▸ **Exercise directions**
Copy the data exactly as it appears, and do not include any pictures.

* start Task inputs *

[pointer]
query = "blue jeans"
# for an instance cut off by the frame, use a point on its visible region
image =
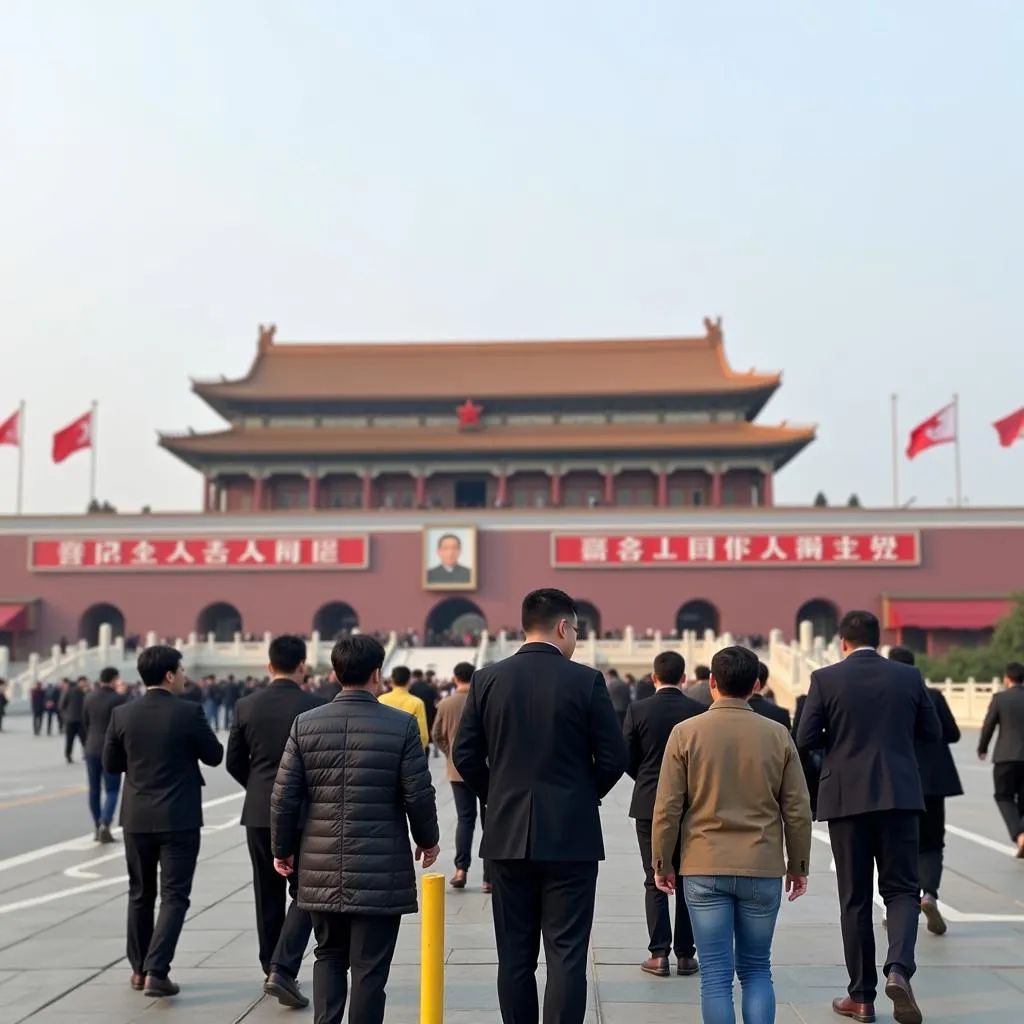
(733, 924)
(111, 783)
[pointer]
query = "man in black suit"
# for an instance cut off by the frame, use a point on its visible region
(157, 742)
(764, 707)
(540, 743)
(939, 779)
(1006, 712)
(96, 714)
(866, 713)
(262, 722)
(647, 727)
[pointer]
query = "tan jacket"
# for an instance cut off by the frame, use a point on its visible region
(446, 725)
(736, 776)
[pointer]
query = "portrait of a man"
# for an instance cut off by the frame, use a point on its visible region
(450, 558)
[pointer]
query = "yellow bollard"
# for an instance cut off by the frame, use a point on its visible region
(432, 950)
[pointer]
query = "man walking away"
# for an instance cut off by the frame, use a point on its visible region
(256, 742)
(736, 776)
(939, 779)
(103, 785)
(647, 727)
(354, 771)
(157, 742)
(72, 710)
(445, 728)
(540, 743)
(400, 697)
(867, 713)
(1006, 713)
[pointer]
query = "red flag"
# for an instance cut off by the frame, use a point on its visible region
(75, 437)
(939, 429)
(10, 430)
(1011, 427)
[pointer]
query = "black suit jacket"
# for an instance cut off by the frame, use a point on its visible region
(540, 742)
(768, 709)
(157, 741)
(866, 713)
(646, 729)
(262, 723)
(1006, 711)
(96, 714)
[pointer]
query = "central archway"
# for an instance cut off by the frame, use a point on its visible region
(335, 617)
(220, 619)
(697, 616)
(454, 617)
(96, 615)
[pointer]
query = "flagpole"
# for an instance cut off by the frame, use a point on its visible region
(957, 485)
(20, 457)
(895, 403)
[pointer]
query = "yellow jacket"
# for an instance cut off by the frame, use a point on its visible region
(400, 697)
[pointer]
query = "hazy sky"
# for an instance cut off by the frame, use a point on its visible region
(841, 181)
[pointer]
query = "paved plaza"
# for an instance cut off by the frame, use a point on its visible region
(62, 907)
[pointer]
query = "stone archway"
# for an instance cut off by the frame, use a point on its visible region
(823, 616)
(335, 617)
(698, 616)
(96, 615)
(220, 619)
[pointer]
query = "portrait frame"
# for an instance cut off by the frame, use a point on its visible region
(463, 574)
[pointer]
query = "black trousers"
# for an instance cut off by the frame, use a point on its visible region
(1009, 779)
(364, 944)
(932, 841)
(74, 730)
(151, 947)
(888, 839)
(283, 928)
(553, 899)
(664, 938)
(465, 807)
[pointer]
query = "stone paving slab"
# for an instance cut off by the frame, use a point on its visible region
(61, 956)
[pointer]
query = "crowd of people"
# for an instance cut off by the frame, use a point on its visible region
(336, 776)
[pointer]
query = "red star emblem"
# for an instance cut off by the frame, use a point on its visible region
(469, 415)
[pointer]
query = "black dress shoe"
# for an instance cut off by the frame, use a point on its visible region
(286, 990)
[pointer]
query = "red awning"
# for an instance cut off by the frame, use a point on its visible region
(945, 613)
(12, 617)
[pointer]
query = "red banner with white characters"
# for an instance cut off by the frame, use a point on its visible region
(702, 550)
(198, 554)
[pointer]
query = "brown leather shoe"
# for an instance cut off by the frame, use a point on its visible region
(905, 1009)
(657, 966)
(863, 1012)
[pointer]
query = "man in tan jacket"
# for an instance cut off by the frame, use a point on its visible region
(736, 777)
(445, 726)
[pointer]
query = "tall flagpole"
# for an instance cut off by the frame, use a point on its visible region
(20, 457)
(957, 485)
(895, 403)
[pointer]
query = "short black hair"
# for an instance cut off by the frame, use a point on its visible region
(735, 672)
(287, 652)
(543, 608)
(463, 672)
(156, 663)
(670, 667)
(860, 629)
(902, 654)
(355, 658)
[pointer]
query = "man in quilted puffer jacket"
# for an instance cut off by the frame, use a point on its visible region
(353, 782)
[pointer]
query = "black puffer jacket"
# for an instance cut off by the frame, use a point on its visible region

* end Task inputs *

▸ **Problem solution**
[pointer]
query = "blue jeans"
# for an instance cut off by the frame, use a point on its visible region
image =
(733, 924)
(111, 783)
[pointer]
query = "man in black suit"
# for an instance cut off by the frame, use a point on its visible region
(157, 742)
(764, 707)
(540, 743)
(939, 779)
(1006, 712)
(96, 714)
(866, 713)
(262, 722)
(647, 727)
[pointer]
query = "tan jacket"
# for an instance cut off by the frame, use a point on its visible region
(446, 725)
(736, 776)
[pointer]
query = "portrait of a man"
# for an instance cut off by the frame, use a point on its visible region
(450, 558)
[pointer]
query = "yellow bollard"
# for an instance cut off by the frame, use a point on its visible region
(432, 950)
[pointer]
query = "man walking away"
# for an instance cut off by the frame, use a point on its visible region
(256, 742)
(736, 776)
(939, 779)
(103, 785)
(647, 727)
(354, 771)
(157, 742)
(72, 710)
(445, 728)
(540, 743)
(400, 697)
(867, 713)
(1006, 713)
[pointer]
query = "red flag"
# for an instance cut off by the frame, use a point on its visible region
(75, 437)
(939, 429)
(10, 430)
(1011, 427)
[pointer]
query = "black suit jacket"
# for an instance cut off by the frame, use a point on its visible region
(540, 742)
(768, 709)
(157, 741)
(866, 713)
(646, 729)
(262, 723)
(1006, 711)
(96, 714)
[pointer]
query = "central archway"
# for an instance cut off by the frame, use a point on its visible region
(335, 617)
(220, 619)
(697, 616)
(454, 617)
(96, 615)
[pointer]
query = "flagpole"
# for an instance cut off by the frame, use a point on its visible region
(957, 485)
(20, 457)
(895, 403)
[pointer]
query = "yellow jacket"
# for an instance cut off by the frame, use a point on its visible region
(400, 697)
[pointer]
query = "hazy sky"
# for an instance cut off by the frame, use a point on its visible region
(841, 181)
[pointer]
query = "paved plaza"
# for an instance cut off by the frame, use a point on its visible region
(62, 907)
[pointer]
query = "stone archway"
# for an instance cut off by the frame, use a point on its visible region
(823, 616)
(335, 617)
(698, 616)
(96, 615)
(220, 619)
[pointer]
query = "portrait frame"
# for an instance cut off by the frame, use a point on its visible region
(463, 574)
[pointer]
query = "black trousers"
# for an instance cut off by the frame, use a point on its visible region
(1009, 779)
(364, 944)
(932, 841)
(74, 730)
(151, 947)
(888, 839)
(283, 928)
(553, 899)
(664, 938)
(465, 807)
[pointer]
query = "stone paving slab"
# for an instance cut off by the frame, use a point on its visible region
(61, 956)
[pointer]
query = "crowd of people"
# for an instance cut off by the frame, use a point on its visible region
(336, 776)
[pointer]
query = "red star emblem"
# for an instance cut off by the frame, use a point on its visible region
(469, 415)
[pointer]
query = "black dress shoe"
# for an instance cut off by the frame, use a point on its visible region
(286, 990)
[pointer]
query = "red awning"
# for an instance cut off by the frame, use a point on its visible region
(945, 613)
(12, 617)
[pointer]
query = "red banner with white characters"
# for an instance cut off by the frame, use a point on its visible region
(702, 550)
(198, 554)
[pointer]
query = "brown leather shoe"
# for an instance cut off by the frame, use a point on its visible region
(905, 1009)
(657, 966)
(863, 1012)
[pointer]
query = "man in tan jacket"
# for an instance cut off by the frame, use a point on its visible region
(736, 777)
(445, 726)
[pointer]
query = "tall flagpole"
# for an instance cut off by the frame, use a point on its visible region
(20, 457)
(957, 485)
(895, 403)
[pointer]
query = "short black hair"
# for an instance cut off by the frame, use a point on its visible region
(735, 672)
(287, 652)
(543, 608)
(463, 672)
(156, 663)
(670, 667)
(860, 629)
(902, 654)
(355, 658)
[pointer]
query = "man in quilted puffer jacket"
# for an instance cut off by the frame, use a point on its visible region
(353, 782)
[pointer]
query = "black puffer jacket"
# for an instance cut off by the frame, use a point on its visible region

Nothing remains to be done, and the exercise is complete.